Extract:
□ □ □ □ □
I know you can block specific hosts, but I'm not sure you can block specific
ports on those hosts...  You wouldn't want to block their server completely,
as all traffic probably passes through it.

To do that, tho, you can do this:
$IPCHAINS -A input -l -s XXX.XXX.XXX.XXX -d $EXTERNAL_NET -j DENY

I don't know about blocking a specific port, though...

> -----Original Message-----
> From: Halcyon [SMTP:[EMAIL PROTECTED]]
> Sent: Thursday, January 04, 2001 2:24 PM
> To:   [EMAIL PROTECTED]
> Subject:      Re: blackhole firewall rules
> 
> ----- Original Message -----
> From: "Burke, Thomas G." <[EMAIL PROTECTED]>
> To: <[EMAIL PROTECTED]>
> Sent: Thursday, January 04, 2001 10:51 AM
> Subject: RE: blackhole firewall rules
> 
> 
> > Why not just reject packets on the port where they scan?  I imagine they
> > usually scan the same port number.
> 
> Sure, I can do that too.  The ports I want to block are arbitrary, really.
> 
> > This blocks the entire outside world from accessing port 31337 (and logs
> it)
□ □ □ □ □
Task:
Answer these questions about the email thread:
(a) When was the message from Halcyon sent?
(b) Which port number is blocked from the entire outside world?
(c) Why would you not want to block the server completely?

Information given:
□ □ □ □ □
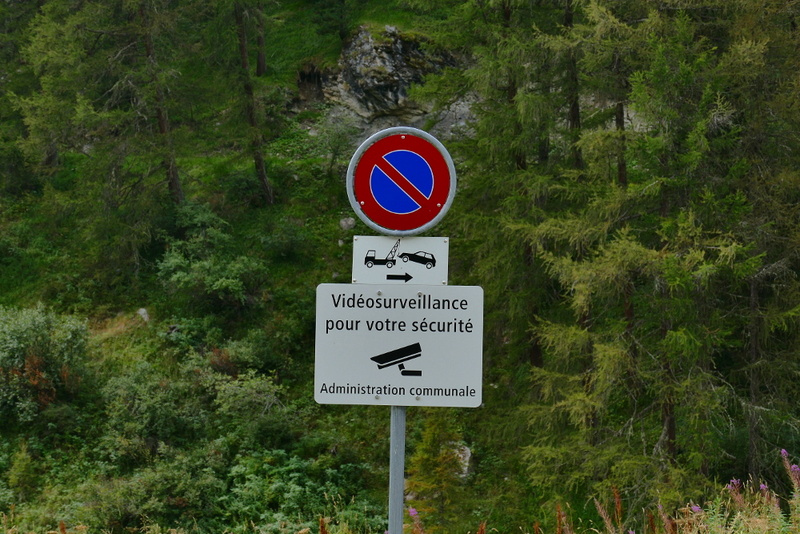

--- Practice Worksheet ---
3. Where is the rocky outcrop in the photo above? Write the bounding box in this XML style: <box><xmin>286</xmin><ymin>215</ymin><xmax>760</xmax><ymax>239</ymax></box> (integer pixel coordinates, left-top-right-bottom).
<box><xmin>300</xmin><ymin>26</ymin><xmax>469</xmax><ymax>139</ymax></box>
□ □ □ □ □
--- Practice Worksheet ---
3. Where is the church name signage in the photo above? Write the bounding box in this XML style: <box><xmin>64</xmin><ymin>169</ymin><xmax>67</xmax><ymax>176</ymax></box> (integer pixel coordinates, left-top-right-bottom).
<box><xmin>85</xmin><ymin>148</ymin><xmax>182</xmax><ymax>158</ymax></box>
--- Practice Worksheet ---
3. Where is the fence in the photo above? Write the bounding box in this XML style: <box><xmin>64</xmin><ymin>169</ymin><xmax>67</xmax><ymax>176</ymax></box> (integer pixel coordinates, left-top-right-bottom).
□ □ □ □ □
Problem solution:
(a) Thursday, January 04, 2001, at 2:24 PM.
(b) Port 31337.
(c) All traffic probably passes through it.